■ Extrait choisi
Elle a 31 ans, elle est enseignante en Charente depuis huit ans, essentiellement dans des classes composées d'enfants souffrant de troubles de l'apprentissage. Elle nous a adressé son témoignage, qui raconte son quotidien dans une classe spécialisée, où elle côtoie des élèves violents qui n'ont pas dix ans. Elle explique également pourquoi elle a l'intention de quitter l’Éducation Nationale  La vague de témoignages et de dénonciations qui est née depuis quelques jours avec le #pasdevague l'encourage à parler à son tour.

Un rêve de gamine

 Après avoir passé presque 20 ans côté élèves, je suis passée en 2010 côté bureau. C’est moi qui écris désormais au tableau.

Depuis toute petite, je voulais être maîtresse (ou écrivain, ou pâtissière). Je faisais la classe à mes peluches ou à ma soeur, je faisais exprès d’écrire des exercices, et de me tromper, de faire des fautes, pour pouvoir corriger en rouge. Au cours de ma scolarité et de mes études, j’ai parfois envisagé de faire autre chose (notamment historienne), mais d’une part quand on est littéraire on ne nous suggère pas beaucoup d’autres débouchés que l’enseignement, et d’autre part je suis toujours revenue à l’idée que je voulais être maîtresse.

En tant que fille de prof (de français et latin au collège), entourée des amis de mes parents dont beaucoup étaient profs aussi, je pensais avoir une vision assez précise de la réalité de ce métier. De fait, je ne m’imaginais pas la classe comme un lieu tout beau, tout rose, où l’enseignant sort son savoir et le déverse passionnément dans la tête de ces petites têtes blondes avides d’apprendre, pleines de révérence et de gratitude (et l’enseignant, une fois sa classe terminée, ne rentrait pas tranquillement chez lui dès 16h30)… J’ai vu ma mère préparer ses cours, corriger ses copies, évoquer les difficultés du travail entre collègues, les relations parfois difficiles avec la hiérarchie, et les « cas » d’élèves difficiles qu’on ne sait pas comment toucher ou intéresser. Je n’étais donc pas complètement ignorante.
 Mais après presque 9 ans d’exercice (en primaire essentiellement), je sais que je ne veux surtout pas faire ce métier toute ma vie.

"Une première année en CLIS que j'ai adorée"


 Au début, malgré des moments difficiles, forcément, j’étais motivée et persuadée que je pouvais m’épanouir dans cette voie et aider des élèves. Je voulais « être utile », apporter ma pierre à la préparation de l’avenir et à l’éducation des futures générations, pouvoir tendre la main à ces enfants qui vivaient parfois des situations compliquées et essayer de leur offrir la possibilité d’une vie meilleure. Peut-on parler de vocation ? Peut-être, c’est un grand, beau et vaste mot pour désigner beaucoup de choses.

(Données collectées)
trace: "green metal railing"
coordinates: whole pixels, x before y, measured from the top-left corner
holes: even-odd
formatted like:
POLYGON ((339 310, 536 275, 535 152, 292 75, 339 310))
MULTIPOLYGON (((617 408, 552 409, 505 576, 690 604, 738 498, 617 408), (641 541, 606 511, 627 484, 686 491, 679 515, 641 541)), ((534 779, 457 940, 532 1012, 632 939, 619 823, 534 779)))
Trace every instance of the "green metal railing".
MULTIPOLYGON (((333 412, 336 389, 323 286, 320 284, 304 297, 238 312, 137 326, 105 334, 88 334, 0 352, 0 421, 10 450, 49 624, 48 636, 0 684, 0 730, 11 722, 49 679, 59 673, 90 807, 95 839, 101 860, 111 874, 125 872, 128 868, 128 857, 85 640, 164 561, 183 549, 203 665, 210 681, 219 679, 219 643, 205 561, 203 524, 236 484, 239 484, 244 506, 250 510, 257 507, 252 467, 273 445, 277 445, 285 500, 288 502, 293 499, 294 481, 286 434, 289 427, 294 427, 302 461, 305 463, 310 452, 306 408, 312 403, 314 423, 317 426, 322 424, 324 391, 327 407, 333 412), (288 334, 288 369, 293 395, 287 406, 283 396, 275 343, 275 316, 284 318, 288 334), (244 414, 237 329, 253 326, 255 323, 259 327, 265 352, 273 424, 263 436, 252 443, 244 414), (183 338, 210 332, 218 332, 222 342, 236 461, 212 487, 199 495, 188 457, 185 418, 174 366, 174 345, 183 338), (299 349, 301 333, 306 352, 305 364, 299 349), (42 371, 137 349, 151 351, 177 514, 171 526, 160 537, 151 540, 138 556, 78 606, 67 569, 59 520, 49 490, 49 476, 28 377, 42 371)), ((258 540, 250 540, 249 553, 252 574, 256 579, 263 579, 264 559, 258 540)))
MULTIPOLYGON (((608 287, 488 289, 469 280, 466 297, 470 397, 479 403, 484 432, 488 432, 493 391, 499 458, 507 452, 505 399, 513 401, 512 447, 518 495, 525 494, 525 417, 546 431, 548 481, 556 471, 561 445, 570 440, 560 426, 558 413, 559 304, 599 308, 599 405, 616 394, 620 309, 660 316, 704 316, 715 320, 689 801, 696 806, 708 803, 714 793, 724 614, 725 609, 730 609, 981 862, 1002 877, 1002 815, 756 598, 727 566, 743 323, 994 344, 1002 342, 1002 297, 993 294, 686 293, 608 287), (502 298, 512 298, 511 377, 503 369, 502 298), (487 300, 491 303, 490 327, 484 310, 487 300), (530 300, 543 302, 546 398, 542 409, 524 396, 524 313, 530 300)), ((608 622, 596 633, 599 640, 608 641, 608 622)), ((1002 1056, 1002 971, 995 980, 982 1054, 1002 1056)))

■ Énoncé du problème
Réécrivez sous forme de liste le paragraphe du témoignage qui commence par « Depuis toute petite », en conservant ses faits principaux. Ces données n'ont aucun rapport avec le témoignage.

■ Résultat final
- Depuis toute petite, je voulais être maîtresse (ou écrivain, ou pâtissière).
- Je faisais la classe à mes peluches ou à ma sœur. J'écrivais des exercices en faisant exprès de me tromper pour corriger en rouge.
- Pendant ma scolarité et mes études, j'ai parfois envisagé d'autres métiers, notamment historienne.
- Aux littéraires, on suggère peu de débouchés autres que l'enseignement.
- Je suis toujours revenue à l'idée d'être maîtresse.